## CONSEGNA
Nel brano sui trattati commerciali tra UE e America Latina, quali ambiti nomina la campagna internazionale quando indica le implicazioni degli accordi che intende dimostrare? Elencali tutti.

## BRANO PROPOSTO
○ ○ ○ ○ ○ ○ ○

Secondo le voci critiche,
se l'accordo UE-MERCOSUR fosse ratificato, verrebbero eliminati i dazi doganali
su oltre il 90% dei prodotti chimici, compresi i pesticidi. Di conseguenza,
sarebbe possibile esportare più pesticidi prodotti in Europa nei paesi del MERCOSUR
e, in cambio, dal MERCOSUR verso l'Europa verrebbero esportati più prodotti
agricoli e alimentari che rischiano di essere contaminati dagli stessi
pesticidi europei. Tutto ciò causerebbe l'inquinamento del suolo e dei fiumi,
oltre a effetti negativi sulla salute delle popolazioni locali, a vantaggio
solo delle grandi multinazionali chimiche.
D'altra parte, nel 2025
ricorreranno i 25 anni dall'entrata in vigore del primo trattato di libero
scambio tra l'Unione Europea e un paese latinoamericano, il Messico. In questo
contesto, nella seconda metà di settembre oltre 50 organizzazioni di quasi venti
paesi dei due continenti hanno lanciato una campagna internazionale contro i
trattati commerciali “tossici” tra l'UE e l'America Latina. L'obiettivo della
campagna è dimostrare quali sono state [e continueranno ad essere] le
implicazioni di questi accordi per il settore agricolo, l'industria, le
condizioni di lavoro, l'ambiente e l'accesso ai servizi di base, tra gli altri
settori. In questo senso, cerca di sensibilizzare l'opinione pubblica sugli
effetti nocivi che questi accordi hanno avuto sia per i paesi dell'America
Latina che per quelli dell'Unione Europea (https://www.youtube.com/watch?v=A6B6mZk1eRE).

○ ○ ○ ○ ○ ○ ○

## CONTENUTO DEI DATI
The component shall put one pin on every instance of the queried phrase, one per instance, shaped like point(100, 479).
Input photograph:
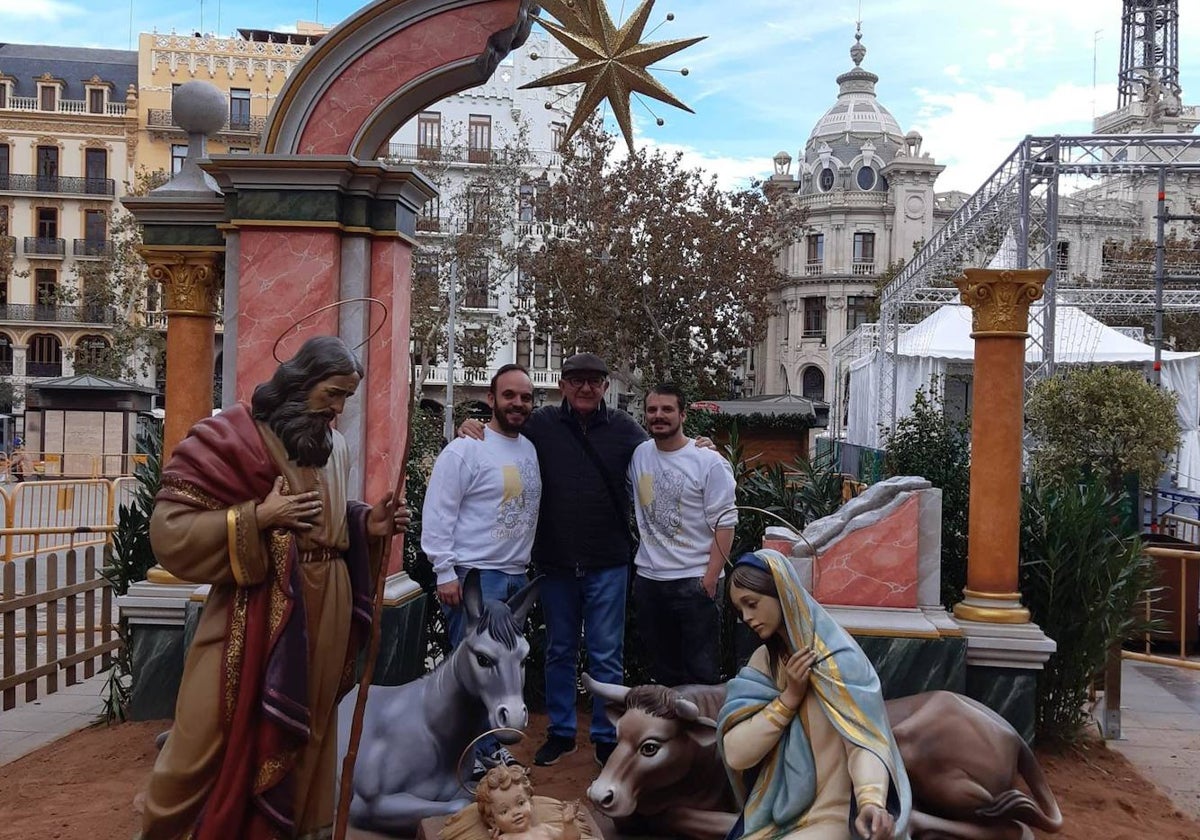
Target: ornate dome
point(856, 124)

○ ○ ○ ○ ○ ○ ○

## SOLUZIONE
- il settore agricolo
- l'industria
- le condizioni di lavoro
- l'ambiente
- l'accesso ai servizi di base